Required task:
Carry on the passage below about the Beach Boys reunion, starting right after its last sentence.

Extract to read:
Time, however, has allowed wounds to heal and perspective to be gained.
“Nobody was enemies,” Johnston explains. “Everyone’s had fake judo fights over the years, but there’s a lot of padding so no one got hurt. The part that you think would be difficult, to turn the friendship light back on and then get back into the music, that was pretty easy. People just fall right back to their original parts.
“I think when we walked into where we were gonna rehearse for the Grammys, after the first time we ran through ‘Good Vibrations,’ I knew this whole thing was going to work.”
Love, who wrote one track on “That’s Why God Made the Radio” and co-wrote three others, adds that, “Getting together wasn’t (difficult) at all.”
“It was really effortless and natural. The only thing that does differ is in the past I had an opportunity to get together directly with Brian and come up with a song from scratch, and this album ... is mostly songs that had been started, so primarily my job was to sing my part and complete some lyrics.”
The reunion process began during 2011, after several years of outreaches between the parties and missives delivered through the media. Joe Thomas, a longtime friend and collaborator of Brian Wilson’s and PBS “Soundstage” producer who refers to himself as the “quarterback” or “facilitator” of the reunion project, says he and Wilson uncovered some songs they worked on while making Wilson’s 1998 solo album “Imagination” that Thomas says “were always songs he had earmarked for the Beach Boys” — including an early rendition of “That’s Why God Made the Radio.” Carl Wilson even sang on some of the early demos of those songs, Thomas reports.

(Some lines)
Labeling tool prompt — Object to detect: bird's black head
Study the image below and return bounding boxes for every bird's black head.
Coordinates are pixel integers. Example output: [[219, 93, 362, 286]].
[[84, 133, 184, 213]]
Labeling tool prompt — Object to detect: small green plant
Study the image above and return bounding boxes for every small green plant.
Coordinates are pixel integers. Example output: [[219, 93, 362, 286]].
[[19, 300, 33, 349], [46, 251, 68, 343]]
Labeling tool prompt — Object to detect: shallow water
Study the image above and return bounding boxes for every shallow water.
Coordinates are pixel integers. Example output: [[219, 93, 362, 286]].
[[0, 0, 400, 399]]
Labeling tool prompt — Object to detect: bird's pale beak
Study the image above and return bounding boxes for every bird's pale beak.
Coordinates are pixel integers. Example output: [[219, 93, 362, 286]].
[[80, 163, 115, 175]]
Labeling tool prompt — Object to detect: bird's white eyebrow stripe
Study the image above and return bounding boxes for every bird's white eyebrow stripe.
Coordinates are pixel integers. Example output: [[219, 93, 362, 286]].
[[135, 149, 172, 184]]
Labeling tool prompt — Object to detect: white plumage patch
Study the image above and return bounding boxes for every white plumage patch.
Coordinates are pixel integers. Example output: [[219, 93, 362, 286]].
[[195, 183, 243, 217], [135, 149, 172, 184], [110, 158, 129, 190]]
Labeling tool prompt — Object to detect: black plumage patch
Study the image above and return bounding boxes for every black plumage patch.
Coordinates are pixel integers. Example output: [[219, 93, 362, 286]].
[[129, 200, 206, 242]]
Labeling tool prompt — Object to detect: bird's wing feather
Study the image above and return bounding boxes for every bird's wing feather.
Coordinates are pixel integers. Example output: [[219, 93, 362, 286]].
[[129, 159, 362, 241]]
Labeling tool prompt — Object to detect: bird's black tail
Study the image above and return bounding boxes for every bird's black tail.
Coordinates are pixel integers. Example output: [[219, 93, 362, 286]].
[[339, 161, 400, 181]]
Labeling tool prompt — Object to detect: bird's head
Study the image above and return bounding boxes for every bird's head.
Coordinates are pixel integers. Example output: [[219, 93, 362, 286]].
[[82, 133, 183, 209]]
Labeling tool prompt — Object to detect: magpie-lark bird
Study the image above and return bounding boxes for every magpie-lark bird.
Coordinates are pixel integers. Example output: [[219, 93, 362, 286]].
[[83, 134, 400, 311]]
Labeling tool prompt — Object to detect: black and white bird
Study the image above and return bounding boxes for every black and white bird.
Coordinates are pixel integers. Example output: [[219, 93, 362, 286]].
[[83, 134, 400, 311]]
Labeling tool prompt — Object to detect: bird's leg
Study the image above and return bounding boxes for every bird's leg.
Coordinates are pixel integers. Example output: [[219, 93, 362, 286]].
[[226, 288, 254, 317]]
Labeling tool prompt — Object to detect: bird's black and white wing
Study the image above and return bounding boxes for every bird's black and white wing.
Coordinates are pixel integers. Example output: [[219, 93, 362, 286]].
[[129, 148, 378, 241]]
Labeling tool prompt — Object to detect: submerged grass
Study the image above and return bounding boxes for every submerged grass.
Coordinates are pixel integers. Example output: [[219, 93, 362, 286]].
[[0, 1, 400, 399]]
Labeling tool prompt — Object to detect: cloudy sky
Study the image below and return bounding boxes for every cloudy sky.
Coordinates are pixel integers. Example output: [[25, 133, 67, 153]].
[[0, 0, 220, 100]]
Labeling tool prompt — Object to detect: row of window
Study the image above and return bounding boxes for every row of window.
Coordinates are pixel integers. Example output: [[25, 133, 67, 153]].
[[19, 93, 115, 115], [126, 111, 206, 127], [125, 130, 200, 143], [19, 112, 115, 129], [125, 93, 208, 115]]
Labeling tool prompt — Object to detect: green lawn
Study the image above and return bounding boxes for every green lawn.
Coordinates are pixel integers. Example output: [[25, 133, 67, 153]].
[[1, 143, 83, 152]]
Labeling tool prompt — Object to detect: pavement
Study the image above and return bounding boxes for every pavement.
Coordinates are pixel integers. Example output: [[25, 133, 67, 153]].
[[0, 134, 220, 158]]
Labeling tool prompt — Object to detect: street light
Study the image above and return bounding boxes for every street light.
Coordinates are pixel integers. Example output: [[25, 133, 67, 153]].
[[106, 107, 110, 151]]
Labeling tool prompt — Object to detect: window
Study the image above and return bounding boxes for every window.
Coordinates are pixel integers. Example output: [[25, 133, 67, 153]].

Response:
But realizing “there really couldn’t be a Beach Boys album without Mike’s collaboration,” Thomas and Wilson took the songs to Love during the spring of 2011 in Palm Springs, Calif. Love hopped on board in a hurry, and Thomas says that “we got those guys in the studio again and it was 1965 all over again.”
Thomas does, however, acknowledge that pulling the various parts of the Beach Boys together required careful handling.
“There’s lot of factions,” he says. “The thing people have to realize is this not only involves the Beach Boys who are living. It also involves the estates of Carl Wilson and Dennis and royalty accounts and all of that. The Beach Boys live on not only physically but also with monetary implications. It’s still a band.”
And speaking to that, Love notes that the Beach Boys’ high-end reunion tour has been something of a sea change from the lean ’n’ mean ship and he and Johnston usually steer. “It’s very expensive to do it the way it’s being done, with the production and the travel and all of that,” he says. “But that’s the kind of tour it is, and there’s so much positivity involved in all of us being together that we’re just going with it.”
How long the Beach Boys reunion will continue is an open issue, meanwhile. Both Love and Thomas say more new songs exist and that, according to Love, “there’s talk about doing another album” as well as “a return to the Grammys” in 2013, particularly if “That’s Why God Made the Radio” receives some nominations. Promoters have also been lobbying for more shows, although Love and Johnston are taking their band, without the other three, to South America in October.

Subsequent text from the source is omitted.